_Task requirements_.
Under this line are the records; write out word for word the part that begins at the line containing "Query: paved road" and ends at the line containing "like [284, 512].", and no more.

Input data section start

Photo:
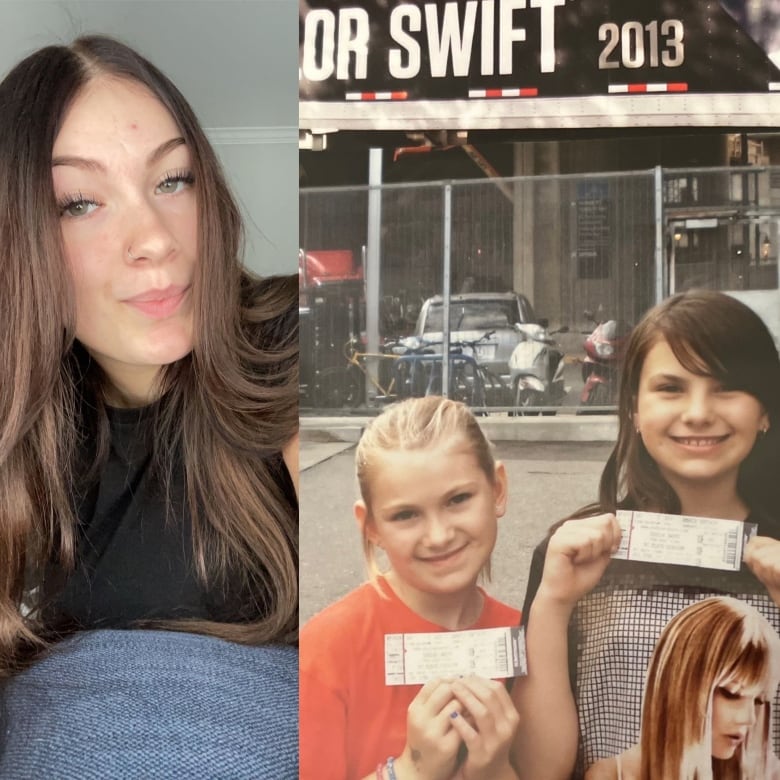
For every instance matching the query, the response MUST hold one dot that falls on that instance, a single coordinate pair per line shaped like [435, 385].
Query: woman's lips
[159, 304]
[444, 558]
[699, 442]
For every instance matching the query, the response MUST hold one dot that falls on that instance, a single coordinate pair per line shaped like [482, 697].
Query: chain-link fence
[533, 282]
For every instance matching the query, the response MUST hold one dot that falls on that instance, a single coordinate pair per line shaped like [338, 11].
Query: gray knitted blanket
[152, 704]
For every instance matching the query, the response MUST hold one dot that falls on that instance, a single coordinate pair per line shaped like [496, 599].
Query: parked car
[472, 316]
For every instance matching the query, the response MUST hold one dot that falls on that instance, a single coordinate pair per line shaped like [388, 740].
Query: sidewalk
[324, 437]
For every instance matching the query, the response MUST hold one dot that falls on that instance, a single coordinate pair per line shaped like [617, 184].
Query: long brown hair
[213, 411]
[710, 333]
[712, 643]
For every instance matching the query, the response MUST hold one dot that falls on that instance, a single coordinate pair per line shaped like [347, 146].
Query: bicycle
[419, 373]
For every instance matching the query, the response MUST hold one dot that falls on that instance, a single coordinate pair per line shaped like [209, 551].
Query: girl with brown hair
[148, 395]
[698, 411]
[708, 699]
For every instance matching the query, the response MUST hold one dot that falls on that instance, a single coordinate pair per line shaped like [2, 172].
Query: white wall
[236, 63]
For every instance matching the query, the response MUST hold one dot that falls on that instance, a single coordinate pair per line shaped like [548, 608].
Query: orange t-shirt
[350, 721]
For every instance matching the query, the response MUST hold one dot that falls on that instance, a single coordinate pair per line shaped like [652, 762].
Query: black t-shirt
[133, 563]
[615, 627]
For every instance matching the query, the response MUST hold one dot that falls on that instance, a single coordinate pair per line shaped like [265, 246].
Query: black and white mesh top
[614, 630]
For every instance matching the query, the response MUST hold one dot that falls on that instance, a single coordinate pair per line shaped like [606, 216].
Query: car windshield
[474, 315]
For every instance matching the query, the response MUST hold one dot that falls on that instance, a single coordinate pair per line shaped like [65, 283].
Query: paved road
[546, 482]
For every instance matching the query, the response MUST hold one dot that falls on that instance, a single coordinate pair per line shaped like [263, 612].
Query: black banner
[401, 52]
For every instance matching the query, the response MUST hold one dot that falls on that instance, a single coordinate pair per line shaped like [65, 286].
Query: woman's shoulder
[341, 617]
[497, 614]
[625, 766]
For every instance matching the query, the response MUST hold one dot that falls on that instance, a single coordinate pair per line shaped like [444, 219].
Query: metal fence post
[660, 291]
[373, 264]
[446, 273]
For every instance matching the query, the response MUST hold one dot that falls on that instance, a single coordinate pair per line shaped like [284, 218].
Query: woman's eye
[175, 182]
[76, 207]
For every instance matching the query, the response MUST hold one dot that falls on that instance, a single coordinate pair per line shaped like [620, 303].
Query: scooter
[604, 349]
[536, 368]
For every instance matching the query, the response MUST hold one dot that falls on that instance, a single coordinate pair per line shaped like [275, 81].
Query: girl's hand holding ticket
[577, 556]
[488, 729]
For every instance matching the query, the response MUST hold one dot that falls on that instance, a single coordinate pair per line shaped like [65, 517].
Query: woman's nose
[698, 406]
[437, 530]
[746, 712]
[149, 238]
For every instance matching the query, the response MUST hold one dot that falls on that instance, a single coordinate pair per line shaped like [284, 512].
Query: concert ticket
[495, 653]
[707, 542]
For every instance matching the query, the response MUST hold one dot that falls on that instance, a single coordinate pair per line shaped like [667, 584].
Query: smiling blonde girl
[698, 411]
[431, 497]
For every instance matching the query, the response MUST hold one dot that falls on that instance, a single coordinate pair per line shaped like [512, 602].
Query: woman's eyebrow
[95, 165]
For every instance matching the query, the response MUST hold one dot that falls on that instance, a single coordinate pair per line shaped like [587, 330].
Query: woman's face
[124, 187]
[735, 708]
[434, 512]
[695, 429]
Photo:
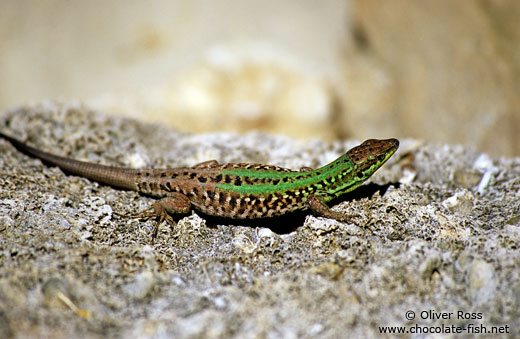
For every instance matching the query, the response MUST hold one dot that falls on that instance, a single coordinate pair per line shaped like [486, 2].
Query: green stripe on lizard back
[341, 176]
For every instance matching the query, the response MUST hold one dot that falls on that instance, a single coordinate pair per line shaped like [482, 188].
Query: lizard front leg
[321, 209]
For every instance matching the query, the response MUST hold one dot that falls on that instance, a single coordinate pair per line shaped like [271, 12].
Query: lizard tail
[109, 175]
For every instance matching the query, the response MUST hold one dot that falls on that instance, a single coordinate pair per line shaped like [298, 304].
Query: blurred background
[442, 71]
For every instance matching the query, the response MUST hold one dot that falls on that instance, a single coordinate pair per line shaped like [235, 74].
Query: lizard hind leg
[176, 203]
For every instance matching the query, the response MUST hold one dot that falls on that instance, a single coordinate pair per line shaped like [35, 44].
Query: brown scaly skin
[235, 190]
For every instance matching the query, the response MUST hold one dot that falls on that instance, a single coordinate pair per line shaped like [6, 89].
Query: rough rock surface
[437, 234]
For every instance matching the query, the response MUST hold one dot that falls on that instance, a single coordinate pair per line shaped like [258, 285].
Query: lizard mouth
[373, 150]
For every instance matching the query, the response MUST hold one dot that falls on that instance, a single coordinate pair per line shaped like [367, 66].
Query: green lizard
[235, 190]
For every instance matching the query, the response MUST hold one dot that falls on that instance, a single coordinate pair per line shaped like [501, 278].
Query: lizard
[234, 190]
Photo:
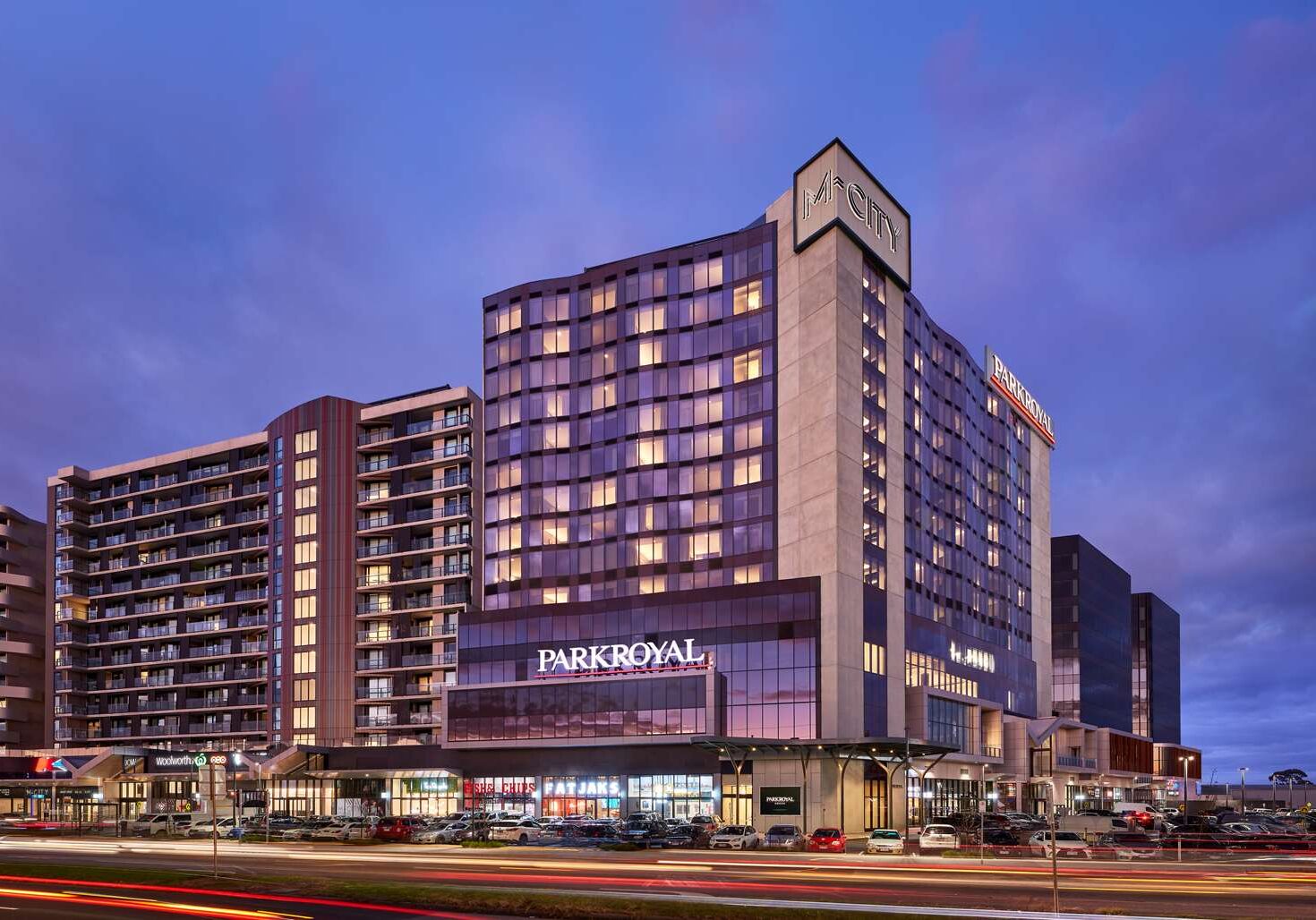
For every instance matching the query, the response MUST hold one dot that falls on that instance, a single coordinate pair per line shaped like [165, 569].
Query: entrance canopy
[866, 749]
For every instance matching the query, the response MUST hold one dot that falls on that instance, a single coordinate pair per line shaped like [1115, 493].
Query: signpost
[210, 773]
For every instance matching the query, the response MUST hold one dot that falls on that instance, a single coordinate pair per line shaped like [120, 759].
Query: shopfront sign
[431, 786]
[619, 657]
[499, 786]
[1024, 403]
[779, 800]
[836, 190]
[199, 760]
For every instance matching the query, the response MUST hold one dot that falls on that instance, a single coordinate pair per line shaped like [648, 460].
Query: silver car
[783, 838]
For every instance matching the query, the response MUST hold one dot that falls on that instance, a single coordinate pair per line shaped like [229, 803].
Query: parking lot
[1125, 836]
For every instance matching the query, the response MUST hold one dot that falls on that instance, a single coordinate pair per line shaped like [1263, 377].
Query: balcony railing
[370, 721]
[431, 661]
[201, 473]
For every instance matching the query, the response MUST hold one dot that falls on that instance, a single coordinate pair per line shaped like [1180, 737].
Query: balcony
[159, 729]
[436, 660]
[372, 721]
[159, 507]
[378, 464]
[210, 495]
[204, 601]
[206, 472]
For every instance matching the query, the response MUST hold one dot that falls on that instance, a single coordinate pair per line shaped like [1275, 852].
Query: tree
[1290, 777]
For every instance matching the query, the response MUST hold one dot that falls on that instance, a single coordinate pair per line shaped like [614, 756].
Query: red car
[826, 840]
[397, 830]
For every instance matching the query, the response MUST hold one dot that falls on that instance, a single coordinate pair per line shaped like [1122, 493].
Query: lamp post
[1186, 760]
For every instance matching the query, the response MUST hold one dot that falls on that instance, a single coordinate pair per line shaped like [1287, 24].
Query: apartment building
[22, 629]
[296, 584]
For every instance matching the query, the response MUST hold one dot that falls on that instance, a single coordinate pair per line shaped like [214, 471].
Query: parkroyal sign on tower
[999, 375]
[620, 657]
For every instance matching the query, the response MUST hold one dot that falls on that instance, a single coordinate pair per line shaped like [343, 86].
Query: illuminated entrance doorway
[593, 796]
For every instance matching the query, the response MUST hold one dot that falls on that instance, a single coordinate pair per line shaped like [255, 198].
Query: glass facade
[581, 710]
[968, 529]
[1091, 645]
[629, 427]
[762, 639]
[1156, 669]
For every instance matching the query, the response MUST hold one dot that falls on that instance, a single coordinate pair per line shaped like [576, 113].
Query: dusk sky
[1120, 199]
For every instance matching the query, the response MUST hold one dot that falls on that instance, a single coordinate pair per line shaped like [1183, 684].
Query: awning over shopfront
[374, 774]
[866, 749]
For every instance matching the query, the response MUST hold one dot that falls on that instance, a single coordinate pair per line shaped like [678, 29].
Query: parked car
[526, 831]
[397, 830]
[645, 830]
[826, 840]
[783, 838]
[884, 840]
[207, 828]
[341, 832]
[1127, 845]
[1067, 842]
[456, 832]
[429, 832]
[938, 838]
[1002, 841]
[708, 822]
[688, 836]
[153, 824]
[734, 838]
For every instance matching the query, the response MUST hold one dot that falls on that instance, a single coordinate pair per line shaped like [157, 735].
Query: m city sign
[619, 657]
[836, 190]
[1008, 385]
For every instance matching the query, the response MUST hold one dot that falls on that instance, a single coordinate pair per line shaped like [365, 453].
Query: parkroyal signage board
[779, 800]
[619, 659]
[834, 190]
[1016, 394]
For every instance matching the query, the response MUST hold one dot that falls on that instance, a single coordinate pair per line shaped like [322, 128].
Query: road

Input data section end

_Response area_.
Query: paved road
[546, 482]
For every instance matching the query, the response MUST hold one dot that falls on that instance, a single coordinate pair per line shaped like [263, 612].
Query: black banner
[401, 52]
For every instance matching the query, the response MUST hold one dot that falls on that instance, a single coordinate pair per line shaped like [65, 286].
Query: woman's shoulder
[341, 617]
[497, 614]
[625, 766]
For every instance matching the query, the response MUST hold one dot that falls on that instance, a single coordinate pair per line shaped like [444, 219].
Query: metal fence post
[660, 291]
[373, 264]
[446, 273]
For every instance matching the query, the response MUST hold one dot that falls on that instance, a single coordinate pair per line shaped like [284, 218].
Query: woman's eye
[175, 182]
[76, 207]
For every instance matching the query, the response MUST hold one dot that falls on that instance, a single coordinate pair per line shaped like [620, 303].
Query: scooter
[604, 349]
[536, 368]
For every instance matching the query, the response MUST hold one dot that falls on that instance, a single coordinate pair per line shaped like [275, 81].
Query: girl's hand holding ticket
[577, 556]
[488, 729]
For every instance matching the query, the response MUST hold one dot that falls on that instance, a single coordinate pair per line shaped like [65, 517].
Query: woman's nose
[698, 406]
[437, 530]
[746, 712]
[149, 238]
For every instance matching the query, the response MUST hold one dot that falls on that instance, a single coordinate pair per line shaped like [284, 512].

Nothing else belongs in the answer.